### Problem details
Return every line in the rows below that contains the word "image". Case counts.
⁂
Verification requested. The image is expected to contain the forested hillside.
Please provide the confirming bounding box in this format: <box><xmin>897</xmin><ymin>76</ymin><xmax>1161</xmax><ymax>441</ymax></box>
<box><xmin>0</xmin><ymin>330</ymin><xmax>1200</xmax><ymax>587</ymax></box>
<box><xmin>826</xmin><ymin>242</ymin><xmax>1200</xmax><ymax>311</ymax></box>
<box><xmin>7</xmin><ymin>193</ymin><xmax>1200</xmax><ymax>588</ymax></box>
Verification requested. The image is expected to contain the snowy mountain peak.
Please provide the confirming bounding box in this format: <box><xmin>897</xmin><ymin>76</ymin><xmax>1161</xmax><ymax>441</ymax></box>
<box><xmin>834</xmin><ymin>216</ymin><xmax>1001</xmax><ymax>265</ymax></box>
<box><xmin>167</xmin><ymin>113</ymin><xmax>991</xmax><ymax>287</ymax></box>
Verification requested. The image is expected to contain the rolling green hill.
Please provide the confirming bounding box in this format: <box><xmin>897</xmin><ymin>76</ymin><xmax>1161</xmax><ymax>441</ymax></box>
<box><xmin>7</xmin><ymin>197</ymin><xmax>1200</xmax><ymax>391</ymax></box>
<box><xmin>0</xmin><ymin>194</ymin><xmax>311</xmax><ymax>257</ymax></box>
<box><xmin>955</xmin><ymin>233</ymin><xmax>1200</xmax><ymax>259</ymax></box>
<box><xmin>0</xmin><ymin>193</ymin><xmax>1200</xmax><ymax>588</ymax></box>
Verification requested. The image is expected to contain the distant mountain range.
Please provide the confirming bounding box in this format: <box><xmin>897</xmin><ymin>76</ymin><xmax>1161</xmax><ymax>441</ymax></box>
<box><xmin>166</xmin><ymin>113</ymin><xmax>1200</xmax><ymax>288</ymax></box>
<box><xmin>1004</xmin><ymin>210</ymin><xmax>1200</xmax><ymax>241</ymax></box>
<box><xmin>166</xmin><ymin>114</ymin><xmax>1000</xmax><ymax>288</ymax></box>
⁂
### Solution for this task
Verification requested. The image is expected to contain the forested hillside.
Verification requested. The image is expected to contain the snowy mountain peak.
Verification requested. The image is expected to contain the rolling green hill.
Verification requested. The image is expected to contain the distant mountain range.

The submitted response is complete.